**** Exercise input ****

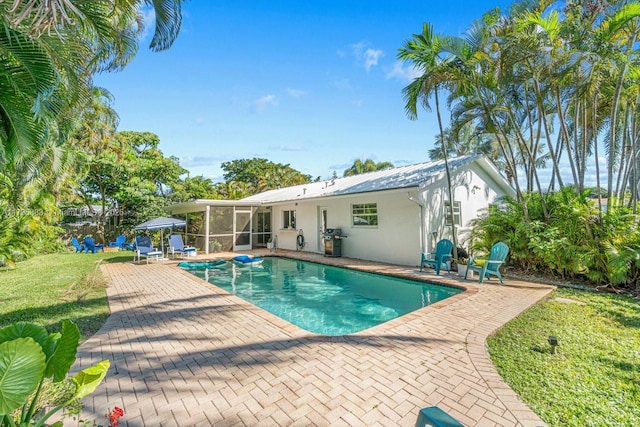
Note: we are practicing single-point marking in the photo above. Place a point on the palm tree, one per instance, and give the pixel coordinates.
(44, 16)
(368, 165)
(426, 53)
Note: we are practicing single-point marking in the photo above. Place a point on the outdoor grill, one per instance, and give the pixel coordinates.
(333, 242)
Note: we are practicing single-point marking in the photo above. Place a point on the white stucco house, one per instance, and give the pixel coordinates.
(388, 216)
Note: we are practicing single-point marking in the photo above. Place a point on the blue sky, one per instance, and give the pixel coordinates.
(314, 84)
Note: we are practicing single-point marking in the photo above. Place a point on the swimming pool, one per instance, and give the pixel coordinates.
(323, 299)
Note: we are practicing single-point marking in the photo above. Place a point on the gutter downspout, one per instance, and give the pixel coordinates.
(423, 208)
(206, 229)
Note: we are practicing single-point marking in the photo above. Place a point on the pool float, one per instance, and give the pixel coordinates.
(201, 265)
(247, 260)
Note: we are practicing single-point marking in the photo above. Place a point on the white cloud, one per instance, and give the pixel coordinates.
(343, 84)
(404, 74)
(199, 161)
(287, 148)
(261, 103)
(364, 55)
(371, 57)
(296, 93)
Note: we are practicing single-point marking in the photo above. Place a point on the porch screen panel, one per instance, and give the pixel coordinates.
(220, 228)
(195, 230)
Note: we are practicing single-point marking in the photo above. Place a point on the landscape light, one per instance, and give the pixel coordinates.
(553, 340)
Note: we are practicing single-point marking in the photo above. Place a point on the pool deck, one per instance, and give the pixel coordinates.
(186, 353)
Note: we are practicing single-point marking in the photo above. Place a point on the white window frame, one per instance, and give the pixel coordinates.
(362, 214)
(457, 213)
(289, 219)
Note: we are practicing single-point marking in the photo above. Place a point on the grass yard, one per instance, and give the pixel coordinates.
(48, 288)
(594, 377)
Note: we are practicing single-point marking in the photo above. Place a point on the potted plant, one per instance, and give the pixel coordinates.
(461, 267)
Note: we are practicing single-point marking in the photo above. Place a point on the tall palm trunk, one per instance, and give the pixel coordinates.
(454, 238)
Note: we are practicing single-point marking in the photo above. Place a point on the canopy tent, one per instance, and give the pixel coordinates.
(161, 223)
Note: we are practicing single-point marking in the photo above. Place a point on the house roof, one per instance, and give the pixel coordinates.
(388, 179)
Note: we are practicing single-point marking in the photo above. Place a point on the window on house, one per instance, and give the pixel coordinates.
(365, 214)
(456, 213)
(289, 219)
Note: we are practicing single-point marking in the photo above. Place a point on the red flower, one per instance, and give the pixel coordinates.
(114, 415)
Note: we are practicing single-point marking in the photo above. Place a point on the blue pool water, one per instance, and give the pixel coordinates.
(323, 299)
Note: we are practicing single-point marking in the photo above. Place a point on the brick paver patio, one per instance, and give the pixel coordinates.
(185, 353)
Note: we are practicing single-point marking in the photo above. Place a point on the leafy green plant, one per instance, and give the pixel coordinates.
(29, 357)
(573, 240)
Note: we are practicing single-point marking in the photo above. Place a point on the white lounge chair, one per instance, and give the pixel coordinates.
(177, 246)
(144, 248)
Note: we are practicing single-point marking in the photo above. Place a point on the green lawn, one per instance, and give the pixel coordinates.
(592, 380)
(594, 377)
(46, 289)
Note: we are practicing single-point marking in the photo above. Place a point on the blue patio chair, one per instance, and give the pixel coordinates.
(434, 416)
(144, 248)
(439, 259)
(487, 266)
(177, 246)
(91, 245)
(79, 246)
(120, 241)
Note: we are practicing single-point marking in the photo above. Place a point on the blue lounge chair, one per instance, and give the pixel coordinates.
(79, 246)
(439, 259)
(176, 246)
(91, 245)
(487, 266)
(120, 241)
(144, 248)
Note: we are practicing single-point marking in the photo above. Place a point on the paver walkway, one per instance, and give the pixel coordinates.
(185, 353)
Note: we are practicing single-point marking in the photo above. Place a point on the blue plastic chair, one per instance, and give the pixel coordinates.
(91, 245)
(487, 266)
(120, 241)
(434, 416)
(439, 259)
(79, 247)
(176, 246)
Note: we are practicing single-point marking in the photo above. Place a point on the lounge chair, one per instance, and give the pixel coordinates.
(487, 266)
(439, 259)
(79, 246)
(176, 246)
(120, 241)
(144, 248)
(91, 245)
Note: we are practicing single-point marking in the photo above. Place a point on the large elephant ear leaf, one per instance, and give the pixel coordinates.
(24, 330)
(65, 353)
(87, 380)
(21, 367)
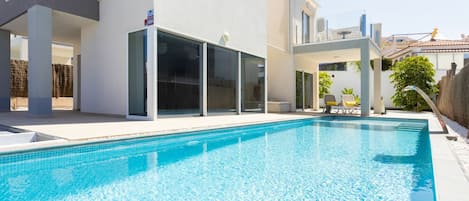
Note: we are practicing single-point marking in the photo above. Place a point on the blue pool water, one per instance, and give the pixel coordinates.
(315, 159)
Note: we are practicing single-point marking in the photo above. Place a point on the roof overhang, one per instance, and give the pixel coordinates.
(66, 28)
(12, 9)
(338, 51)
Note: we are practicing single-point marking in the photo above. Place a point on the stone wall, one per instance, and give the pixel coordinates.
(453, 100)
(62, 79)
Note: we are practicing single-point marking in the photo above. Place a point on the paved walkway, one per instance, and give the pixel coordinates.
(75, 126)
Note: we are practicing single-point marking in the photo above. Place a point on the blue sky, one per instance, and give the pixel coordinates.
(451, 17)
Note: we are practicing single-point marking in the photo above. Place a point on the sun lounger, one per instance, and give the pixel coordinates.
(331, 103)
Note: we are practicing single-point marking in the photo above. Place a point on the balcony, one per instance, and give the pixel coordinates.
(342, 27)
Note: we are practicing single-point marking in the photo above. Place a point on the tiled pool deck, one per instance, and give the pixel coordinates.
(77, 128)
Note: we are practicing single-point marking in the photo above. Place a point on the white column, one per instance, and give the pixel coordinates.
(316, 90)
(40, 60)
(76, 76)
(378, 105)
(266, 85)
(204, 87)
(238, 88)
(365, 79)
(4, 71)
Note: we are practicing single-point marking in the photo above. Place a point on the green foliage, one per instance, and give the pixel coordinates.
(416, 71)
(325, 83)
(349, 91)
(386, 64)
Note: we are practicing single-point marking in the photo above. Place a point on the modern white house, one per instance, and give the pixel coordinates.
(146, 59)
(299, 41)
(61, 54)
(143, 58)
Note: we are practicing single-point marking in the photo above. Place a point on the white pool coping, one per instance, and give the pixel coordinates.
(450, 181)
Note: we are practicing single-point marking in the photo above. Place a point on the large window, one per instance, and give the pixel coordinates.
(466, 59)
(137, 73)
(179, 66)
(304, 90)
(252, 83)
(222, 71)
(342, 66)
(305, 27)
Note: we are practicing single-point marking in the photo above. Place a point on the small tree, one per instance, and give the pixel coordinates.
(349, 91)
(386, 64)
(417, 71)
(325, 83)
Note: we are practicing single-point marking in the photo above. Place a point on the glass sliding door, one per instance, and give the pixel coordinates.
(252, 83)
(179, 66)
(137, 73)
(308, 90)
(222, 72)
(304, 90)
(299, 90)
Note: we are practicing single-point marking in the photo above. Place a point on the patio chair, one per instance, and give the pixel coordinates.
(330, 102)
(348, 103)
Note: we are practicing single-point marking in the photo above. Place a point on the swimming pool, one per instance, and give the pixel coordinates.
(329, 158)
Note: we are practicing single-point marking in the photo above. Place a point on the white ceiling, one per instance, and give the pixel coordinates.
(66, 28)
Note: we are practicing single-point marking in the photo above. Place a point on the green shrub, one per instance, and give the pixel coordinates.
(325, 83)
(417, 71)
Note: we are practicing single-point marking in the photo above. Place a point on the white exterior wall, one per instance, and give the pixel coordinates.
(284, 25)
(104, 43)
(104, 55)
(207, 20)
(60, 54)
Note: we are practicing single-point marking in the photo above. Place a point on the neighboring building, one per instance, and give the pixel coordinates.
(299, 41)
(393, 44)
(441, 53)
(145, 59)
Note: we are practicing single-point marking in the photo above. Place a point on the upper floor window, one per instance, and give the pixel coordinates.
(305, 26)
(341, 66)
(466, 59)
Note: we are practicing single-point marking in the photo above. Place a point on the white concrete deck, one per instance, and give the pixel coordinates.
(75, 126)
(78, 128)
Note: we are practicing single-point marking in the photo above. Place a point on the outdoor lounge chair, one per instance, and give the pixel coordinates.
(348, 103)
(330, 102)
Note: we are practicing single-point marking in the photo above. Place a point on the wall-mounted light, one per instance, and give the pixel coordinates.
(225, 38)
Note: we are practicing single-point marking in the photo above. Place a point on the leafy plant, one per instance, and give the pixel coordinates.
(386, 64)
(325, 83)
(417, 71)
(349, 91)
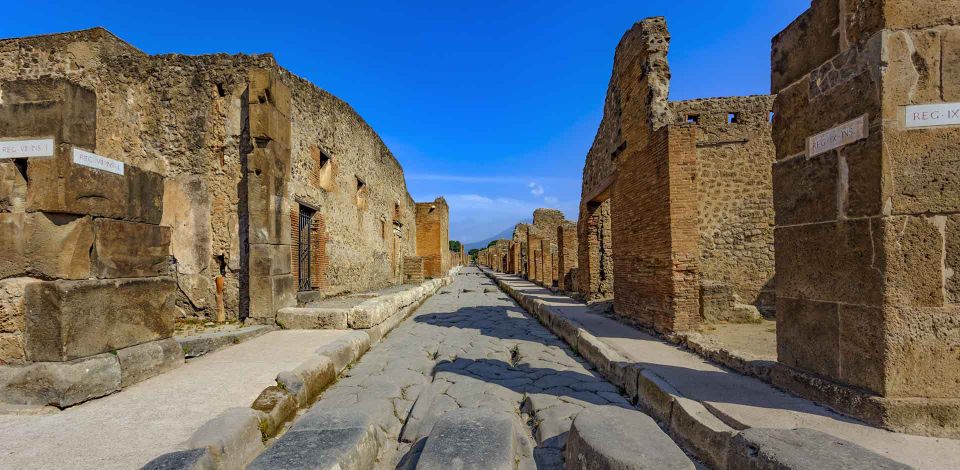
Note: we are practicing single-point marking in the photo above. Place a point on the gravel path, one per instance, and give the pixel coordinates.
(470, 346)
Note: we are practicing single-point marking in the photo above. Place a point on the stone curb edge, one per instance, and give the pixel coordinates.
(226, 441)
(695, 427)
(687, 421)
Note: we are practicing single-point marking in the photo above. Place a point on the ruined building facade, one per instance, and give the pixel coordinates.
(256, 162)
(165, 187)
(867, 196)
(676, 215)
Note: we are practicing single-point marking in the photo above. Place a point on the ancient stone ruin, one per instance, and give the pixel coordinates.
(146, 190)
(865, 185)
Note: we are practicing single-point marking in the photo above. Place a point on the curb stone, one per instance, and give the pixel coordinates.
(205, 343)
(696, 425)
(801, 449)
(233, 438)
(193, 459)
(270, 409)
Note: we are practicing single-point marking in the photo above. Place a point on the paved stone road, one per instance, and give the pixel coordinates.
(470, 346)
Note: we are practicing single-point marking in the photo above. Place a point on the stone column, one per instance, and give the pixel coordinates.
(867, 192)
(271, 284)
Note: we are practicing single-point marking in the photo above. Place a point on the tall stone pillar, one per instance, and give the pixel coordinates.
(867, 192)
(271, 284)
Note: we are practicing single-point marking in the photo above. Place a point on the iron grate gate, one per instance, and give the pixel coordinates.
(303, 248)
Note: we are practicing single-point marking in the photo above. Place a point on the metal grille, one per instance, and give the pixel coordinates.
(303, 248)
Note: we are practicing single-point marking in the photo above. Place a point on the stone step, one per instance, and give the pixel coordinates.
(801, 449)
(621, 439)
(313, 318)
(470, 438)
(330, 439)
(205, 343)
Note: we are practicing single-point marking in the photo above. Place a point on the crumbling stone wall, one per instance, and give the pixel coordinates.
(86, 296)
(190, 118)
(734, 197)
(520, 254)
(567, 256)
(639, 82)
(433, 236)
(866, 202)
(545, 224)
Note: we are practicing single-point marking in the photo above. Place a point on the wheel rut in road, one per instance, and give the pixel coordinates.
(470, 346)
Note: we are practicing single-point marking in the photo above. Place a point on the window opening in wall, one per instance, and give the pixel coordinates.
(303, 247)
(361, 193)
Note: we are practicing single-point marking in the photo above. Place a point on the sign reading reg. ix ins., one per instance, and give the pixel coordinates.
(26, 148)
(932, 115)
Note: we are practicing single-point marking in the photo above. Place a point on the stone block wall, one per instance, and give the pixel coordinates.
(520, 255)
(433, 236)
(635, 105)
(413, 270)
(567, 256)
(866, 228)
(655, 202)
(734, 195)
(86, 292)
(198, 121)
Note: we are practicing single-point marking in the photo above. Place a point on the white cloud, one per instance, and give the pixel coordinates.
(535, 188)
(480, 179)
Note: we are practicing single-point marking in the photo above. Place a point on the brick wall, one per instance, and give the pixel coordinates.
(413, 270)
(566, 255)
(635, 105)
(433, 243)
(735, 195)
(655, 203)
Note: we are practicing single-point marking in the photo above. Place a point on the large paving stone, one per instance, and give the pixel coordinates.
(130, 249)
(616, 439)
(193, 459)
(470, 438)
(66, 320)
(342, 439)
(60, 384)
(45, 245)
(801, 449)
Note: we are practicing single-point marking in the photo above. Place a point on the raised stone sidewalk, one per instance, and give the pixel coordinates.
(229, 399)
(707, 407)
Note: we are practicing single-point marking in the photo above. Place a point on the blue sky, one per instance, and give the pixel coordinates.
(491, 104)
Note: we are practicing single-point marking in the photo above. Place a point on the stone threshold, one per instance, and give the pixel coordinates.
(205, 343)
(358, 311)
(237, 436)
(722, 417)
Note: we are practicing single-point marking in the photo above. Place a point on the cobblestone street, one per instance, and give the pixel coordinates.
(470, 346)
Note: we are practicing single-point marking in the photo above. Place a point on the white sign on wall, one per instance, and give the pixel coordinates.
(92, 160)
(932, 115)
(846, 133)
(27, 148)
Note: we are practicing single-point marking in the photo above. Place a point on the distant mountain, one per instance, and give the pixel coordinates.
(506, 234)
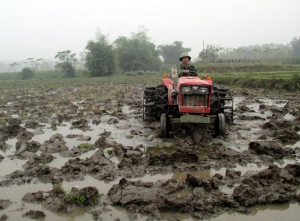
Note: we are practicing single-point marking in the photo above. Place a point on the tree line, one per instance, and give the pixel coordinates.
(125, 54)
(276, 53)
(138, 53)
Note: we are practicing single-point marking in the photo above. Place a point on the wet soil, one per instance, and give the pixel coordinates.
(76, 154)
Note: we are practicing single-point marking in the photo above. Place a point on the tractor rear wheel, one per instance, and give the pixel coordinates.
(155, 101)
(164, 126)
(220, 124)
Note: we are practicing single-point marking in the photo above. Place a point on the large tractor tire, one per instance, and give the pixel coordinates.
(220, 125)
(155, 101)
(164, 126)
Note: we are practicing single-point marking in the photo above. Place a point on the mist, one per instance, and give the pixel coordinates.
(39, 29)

****

| Objective |
Starting at the line that contains "on the tractor", write out every line to the end of the entries, exactly as given.

| Answer to the task |
Note: we are practicing single-point marking in the photo above. Place a point on the tractor rear wheel, one per instance, and give the pixel coordinates.
(155, 101)
(164, 126)
(220, 124)
Note: we are practicing single-point marking in the photo above. Place a point on the large tractor tire, one per instance, and give the pixel coordinates.
(220, 125)
(155, 101)
(164, 126)
Note: we are practicing single-point marking in the photo above. Place a point on the mist, one per instance, and give the pixel coordinates.
(39, 29)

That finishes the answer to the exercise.